* TASK BRIEF: Quote the passage below on data quality testing exactly, from "A regex won’t" to "with more confidence.".

* PASSAGE FOR REVIEW:
+ + +

The third layer is Jupyter notebooks with Pandas. Run automated tests for predictable issues like duplicate URLs, empty required fields, and prices that don’t match regular expression patterns.

This was our first real automation at Zyte, and it still handles anything you can express mathematically.

Quality as a process

Notice the sequence. Schema, then manual, then automation. This is the same shape Zyte’s wider extraction team uses to guarantee data quality on managed projects.

There’s a reason it’s stayed stable for years:

  • People tend to want to skip straight to automation.
  • But the manual step is where the rules get encoded into the QA engineer’s instinct, and automation just makes those encoded rules cheap to run at scale.

If you skip the manual step, your automation reproduces whatever you guessed instead of what you actually verified.

D3

Discovering the value LLMs bring

Neha: “Where did large language models (LLMs) first prove genuinely useful for you?”

Tomasz: “In testing fields that resist mathematical rules.”

The example he reaches for is job postings. Job listings tend to contain salary ranges, buried somewhere in an unstructured description:

  • One listing writes it as “$50,000-$70,000.”
  • Another writes “50-70K annually.”
  • A third puts it in a sentence: “competitive salary starting at fifty thousand.”

A regex won’t catch all three. For Tomasz, this is where LLMs became essential - not as a replacement for the QA process, but as the layer that handles fields you can’t reduce to a formula.

This is the right way to think about where AI sits in the stack. The LLM is the layer for unstructured fields and ambiguity, not the layer for “is this data good?”

Once you hand the real work to an LLM, measuring its data quality becomes its own discipline. Hand it the whole problem and you skip every step that defines what “good” actually means for your project. The LLM ends up guessing, too, just with more confidence.

+ + +

* EXTRACTED MATERIAL:
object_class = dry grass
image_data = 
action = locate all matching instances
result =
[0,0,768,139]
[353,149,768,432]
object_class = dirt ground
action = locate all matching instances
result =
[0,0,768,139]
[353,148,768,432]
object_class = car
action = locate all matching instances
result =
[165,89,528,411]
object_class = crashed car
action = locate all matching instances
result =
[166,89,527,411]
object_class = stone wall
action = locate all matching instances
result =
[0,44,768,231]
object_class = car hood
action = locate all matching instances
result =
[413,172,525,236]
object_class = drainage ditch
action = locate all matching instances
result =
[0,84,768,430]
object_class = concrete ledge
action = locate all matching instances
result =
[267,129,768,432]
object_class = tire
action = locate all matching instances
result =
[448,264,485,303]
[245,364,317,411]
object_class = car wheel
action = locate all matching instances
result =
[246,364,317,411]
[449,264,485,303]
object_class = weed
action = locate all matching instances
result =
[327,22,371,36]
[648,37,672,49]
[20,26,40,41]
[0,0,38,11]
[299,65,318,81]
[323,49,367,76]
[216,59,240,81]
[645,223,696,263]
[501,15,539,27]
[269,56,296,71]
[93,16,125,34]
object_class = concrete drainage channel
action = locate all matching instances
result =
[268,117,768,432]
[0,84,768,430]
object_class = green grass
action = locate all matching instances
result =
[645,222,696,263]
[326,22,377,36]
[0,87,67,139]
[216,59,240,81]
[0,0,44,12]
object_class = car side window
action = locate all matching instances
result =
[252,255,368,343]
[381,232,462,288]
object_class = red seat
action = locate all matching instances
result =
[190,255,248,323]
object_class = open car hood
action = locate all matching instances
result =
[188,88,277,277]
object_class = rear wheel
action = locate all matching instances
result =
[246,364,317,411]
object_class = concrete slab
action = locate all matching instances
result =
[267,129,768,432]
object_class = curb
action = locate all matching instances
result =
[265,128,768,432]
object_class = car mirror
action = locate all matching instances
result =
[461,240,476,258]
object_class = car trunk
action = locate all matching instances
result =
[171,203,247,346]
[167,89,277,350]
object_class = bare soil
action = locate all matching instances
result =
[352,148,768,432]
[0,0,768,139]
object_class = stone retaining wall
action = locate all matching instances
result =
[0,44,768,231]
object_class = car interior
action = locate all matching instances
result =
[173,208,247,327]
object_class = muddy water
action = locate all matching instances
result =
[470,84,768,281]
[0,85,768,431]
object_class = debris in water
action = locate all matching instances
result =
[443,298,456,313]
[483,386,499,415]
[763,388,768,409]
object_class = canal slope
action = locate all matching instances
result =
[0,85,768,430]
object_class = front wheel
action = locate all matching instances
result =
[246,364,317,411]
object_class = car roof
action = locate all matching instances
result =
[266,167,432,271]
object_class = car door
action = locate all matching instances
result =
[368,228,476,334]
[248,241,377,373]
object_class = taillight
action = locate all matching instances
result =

+ + +

* RESPONSE:
A regex won’t catch all three. For Tomasz, this is where LLMs became essential - not as a replacement for the QA process, but as the layer that handles fields you can’t reduce to a formula.

This is the right way to think about where AI sits in the stack. The LLM is the layer for unstructured fields and ambiguity, not the layer for “is this data good?”

Once you hand the real work to an LLM, measuring its data quality becomes its own discipline. Hand it the whole problem and you skip every step that defines what “good” actually means for your project. The LLM ends up guessing, too, just with more confidence.